Problem requirements:
List each line of the material below that contains the string "cabinet", copying every such line in full.

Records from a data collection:
□ □ □ □

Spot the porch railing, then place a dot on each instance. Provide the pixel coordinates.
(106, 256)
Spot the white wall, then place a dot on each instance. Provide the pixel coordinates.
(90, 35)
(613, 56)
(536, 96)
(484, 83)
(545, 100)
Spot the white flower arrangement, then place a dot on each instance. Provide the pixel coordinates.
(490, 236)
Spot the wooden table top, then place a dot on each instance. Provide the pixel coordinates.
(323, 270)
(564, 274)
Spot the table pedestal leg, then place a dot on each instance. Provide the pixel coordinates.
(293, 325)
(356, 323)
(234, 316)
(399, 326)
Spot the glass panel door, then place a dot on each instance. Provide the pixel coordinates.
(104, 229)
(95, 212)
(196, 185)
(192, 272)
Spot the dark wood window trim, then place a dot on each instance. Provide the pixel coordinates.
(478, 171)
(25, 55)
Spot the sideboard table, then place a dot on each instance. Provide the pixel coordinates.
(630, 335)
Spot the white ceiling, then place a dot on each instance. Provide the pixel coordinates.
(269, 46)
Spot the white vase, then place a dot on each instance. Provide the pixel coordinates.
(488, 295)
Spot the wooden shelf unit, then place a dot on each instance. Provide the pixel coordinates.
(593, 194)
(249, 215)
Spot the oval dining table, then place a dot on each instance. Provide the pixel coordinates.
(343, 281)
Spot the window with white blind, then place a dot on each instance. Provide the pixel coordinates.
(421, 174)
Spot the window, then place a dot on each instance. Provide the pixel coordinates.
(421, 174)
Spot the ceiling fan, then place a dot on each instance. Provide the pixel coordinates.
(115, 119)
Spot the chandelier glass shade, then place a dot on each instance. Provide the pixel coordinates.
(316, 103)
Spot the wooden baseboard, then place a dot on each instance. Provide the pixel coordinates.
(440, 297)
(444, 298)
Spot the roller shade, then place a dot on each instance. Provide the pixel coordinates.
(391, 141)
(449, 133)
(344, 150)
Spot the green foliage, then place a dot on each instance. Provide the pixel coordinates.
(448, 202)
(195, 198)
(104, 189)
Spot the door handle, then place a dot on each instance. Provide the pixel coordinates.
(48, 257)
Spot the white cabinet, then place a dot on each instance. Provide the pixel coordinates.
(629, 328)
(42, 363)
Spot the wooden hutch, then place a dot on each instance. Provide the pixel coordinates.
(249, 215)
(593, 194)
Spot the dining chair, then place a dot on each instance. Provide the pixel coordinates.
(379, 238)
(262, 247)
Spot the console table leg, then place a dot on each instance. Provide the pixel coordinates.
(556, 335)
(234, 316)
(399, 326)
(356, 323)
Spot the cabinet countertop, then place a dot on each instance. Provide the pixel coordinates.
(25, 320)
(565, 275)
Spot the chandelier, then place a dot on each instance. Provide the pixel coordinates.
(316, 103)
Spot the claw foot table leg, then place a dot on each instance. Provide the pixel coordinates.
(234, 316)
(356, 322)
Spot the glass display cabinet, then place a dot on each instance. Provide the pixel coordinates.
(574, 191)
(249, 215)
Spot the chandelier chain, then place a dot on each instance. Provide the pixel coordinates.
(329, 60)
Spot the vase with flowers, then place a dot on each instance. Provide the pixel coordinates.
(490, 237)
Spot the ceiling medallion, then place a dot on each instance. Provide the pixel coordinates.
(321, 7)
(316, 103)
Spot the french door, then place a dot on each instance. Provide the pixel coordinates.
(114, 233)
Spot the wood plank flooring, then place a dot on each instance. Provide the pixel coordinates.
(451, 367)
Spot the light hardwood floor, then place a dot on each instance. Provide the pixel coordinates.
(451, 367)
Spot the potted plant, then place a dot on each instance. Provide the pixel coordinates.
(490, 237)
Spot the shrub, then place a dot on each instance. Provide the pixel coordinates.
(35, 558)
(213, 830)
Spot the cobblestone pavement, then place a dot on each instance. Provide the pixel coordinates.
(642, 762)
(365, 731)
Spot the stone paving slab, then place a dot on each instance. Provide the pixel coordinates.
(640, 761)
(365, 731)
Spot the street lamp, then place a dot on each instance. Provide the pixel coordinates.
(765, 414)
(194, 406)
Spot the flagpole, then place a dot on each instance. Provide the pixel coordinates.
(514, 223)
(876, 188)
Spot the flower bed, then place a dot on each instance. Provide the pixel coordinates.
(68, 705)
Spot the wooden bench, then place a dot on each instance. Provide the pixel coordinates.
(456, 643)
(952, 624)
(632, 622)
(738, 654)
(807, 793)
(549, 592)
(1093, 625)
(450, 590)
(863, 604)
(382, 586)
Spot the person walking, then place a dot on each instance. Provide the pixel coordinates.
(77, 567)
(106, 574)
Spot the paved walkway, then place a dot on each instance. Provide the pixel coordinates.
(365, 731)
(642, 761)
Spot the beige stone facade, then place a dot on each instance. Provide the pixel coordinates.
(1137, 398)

□ □ □ □

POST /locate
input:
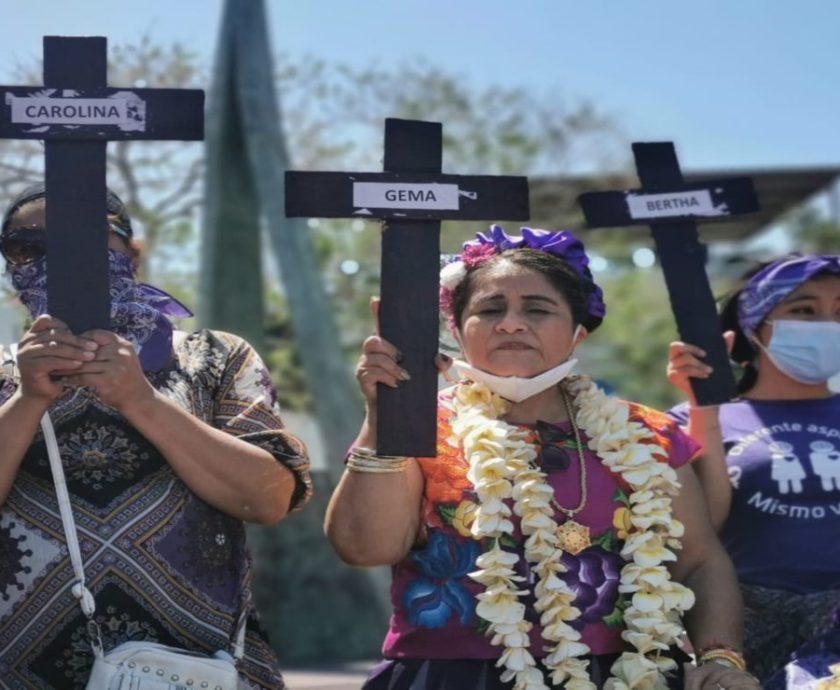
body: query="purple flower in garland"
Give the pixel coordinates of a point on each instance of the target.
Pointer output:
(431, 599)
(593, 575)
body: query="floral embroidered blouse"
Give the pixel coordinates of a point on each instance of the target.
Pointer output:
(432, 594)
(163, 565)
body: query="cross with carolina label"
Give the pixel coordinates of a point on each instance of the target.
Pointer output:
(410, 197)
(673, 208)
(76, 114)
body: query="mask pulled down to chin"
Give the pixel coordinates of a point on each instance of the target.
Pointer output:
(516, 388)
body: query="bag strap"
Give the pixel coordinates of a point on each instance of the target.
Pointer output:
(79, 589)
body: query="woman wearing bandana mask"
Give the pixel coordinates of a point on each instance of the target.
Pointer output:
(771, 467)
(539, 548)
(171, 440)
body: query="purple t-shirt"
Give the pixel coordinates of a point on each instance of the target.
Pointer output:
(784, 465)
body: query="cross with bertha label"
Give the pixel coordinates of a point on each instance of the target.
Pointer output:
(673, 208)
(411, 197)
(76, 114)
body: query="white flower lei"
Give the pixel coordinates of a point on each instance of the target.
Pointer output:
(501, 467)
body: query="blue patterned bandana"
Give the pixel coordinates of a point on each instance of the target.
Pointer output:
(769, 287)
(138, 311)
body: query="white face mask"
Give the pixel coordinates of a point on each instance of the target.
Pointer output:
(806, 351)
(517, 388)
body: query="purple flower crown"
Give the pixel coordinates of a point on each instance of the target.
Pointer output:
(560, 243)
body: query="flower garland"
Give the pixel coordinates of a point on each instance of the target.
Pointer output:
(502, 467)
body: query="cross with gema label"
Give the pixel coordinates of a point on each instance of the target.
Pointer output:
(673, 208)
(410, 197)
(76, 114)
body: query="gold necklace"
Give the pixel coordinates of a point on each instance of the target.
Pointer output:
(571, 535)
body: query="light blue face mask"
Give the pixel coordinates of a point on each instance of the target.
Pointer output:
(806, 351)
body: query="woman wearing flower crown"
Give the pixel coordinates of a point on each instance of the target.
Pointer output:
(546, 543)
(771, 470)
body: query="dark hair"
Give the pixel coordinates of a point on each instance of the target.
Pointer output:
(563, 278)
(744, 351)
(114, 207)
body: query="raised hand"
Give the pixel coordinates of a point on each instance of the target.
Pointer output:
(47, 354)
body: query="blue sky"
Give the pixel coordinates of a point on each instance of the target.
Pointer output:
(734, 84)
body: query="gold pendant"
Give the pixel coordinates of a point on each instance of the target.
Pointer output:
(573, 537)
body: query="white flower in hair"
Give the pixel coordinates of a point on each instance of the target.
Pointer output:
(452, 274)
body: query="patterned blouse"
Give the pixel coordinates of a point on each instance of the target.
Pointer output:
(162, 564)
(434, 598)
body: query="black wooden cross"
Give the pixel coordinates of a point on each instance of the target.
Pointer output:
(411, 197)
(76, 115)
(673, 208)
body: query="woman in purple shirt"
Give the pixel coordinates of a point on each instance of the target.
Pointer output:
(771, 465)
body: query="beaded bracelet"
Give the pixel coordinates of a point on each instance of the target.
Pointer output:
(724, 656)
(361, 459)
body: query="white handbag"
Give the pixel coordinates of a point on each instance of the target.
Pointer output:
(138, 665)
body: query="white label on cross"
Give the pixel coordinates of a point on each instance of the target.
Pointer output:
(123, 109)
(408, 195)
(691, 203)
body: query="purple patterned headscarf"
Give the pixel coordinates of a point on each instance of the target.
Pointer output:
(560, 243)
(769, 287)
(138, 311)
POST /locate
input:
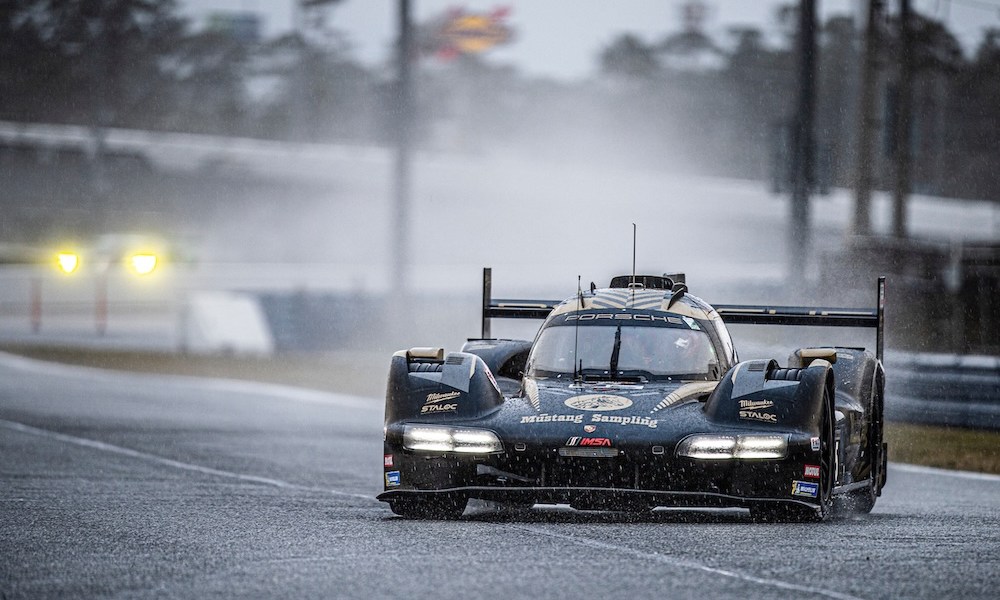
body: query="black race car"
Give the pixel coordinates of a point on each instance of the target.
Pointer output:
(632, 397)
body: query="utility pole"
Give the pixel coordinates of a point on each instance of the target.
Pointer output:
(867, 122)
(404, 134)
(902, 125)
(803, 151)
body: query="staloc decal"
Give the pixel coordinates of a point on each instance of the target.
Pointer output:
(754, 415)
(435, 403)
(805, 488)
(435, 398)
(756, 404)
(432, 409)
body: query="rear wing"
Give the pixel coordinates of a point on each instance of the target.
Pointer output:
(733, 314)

□ □ □ □

Response to this task:
Spot the white cabinet, then place a dot on each instance. Provide the pixel coordinates.
Spot the cabinet countertop, then place a dot on each instance. Provide the pixel coordinates.
Spot the glass display cabinet, then place a dot on each instance. Provide the pixel coordinates.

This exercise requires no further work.